Problem to solve: The string "resembles" appears in some lines of the entries that follow; copy each such line.
################
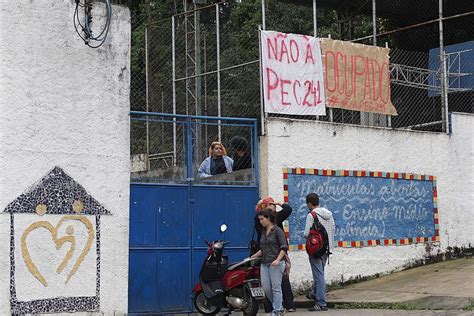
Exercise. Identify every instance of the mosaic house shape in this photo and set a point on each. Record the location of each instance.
(58, 207)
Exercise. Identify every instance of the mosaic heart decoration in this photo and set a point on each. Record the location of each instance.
(59, 242)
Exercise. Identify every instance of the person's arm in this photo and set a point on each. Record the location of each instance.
(258, 227)
(202, 169)
(309, 223)
(278, 259)
(284, 213)
(258, 254)
(229, 163)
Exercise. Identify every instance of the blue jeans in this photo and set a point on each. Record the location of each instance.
(271, 282)
(317, 268)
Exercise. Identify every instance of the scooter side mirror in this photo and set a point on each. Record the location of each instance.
(223, 228)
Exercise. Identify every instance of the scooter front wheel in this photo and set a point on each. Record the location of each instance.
(203, 305)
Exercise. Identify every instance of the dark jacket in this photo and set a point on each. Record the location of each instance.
(281, 216)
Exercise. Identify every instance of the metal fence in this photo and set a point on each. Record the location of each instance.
(204, 59)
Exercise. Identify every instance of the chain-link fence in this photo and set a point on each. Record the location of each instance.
(203, 59)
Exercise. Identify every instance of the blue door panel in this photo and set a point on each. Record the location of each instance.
(208, 214)
(168, 225)
(174, 282)
(240, 212)
(172, 208)
(142, 286)
(143, 225)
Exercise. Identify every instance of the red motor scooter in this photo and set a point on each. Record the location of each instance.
(235, 286)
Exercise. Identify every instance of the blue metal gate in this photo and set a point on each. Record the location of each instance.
(168, 225)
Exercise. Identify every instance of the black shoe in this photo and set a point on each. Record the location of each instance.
(318, 308)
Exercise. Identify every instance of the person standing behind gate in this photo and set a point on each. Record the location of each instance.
(317, 264)
(218, 162)
(241, 156)
(285, 212)
(273, 247)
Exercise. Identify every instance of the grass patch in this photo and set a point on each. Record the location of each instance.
(400, 306)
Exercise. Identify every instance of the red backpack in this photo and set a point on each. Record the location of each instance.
(317, 243)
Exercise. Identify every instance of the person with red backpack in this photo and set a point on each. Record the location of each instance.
(319, 232)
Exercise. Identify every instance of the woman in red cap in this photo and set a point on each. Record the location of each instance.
(280, 216)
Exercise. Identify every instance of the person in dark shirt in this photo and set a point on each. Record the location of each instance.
(241, 155)
(218, 162)
(285, 212)
(273, 249)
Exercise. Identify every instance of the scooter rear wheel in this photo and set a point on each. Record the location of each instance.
(203, 305)
(252, 304)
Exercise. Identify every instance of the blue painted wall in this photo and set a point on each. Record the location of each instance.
(168, 225)
(365, 208)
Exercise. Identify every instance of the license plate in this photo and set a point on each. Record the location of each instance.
(257, 292)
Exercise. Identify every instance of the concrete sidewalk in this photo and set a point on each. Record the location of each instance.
(447, 285)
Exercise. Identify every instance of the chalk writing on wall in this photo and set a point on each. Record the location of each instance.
(369, 208)
(292, 74)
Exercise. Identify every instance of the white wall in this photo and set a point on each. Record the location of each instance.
(311, 144)
(65, 104)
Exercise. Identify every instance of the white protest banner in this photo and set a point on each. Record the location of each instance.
(292, 74)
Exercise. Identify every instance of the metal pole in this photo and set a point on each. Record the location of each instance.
(315, 30)
(389, 117)
(444, 78)
(146, 99)
(262, 103)
(218, 46)
(173, 48)
(374, 22)
(315, 20)
(331, 115)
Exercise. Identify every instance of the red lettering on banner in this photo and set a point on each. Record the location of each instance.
(309, 54)
(284, 51)
(274, 49)
(283, 92)
(294, 51)
(328, 69)
(307, 94)
(297, 99)
(270, 86)
(342, 74)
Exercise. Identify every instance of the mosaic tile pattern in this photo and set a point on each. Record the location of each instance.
(56, 193)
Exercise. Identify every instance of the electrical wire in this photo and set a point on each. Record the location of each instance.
(88, 35)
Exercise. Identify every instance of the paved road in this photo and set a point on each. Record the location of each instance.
(370, 312)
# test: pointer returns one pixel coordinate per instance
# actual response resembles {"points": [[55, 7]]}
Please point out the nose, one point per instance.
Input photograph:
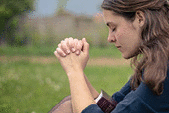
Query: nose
{"points": [[111, 38]]}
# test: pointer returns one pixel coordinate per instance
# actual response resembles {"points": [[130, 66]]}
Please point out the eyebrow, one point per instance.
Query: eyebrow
{"points": [[108, 23]]}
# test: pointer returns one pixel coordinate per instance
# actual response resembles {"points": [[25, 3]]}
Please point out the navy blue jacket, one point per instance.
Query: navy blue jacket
{"points": [[142, 100]]}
################
Exercise answer:
# actual response resembles {"points": [[55, 7]]}
# actual response resembles {"points": [[130, 66]]}
# actual response resembles {"points": [[25, 3]]}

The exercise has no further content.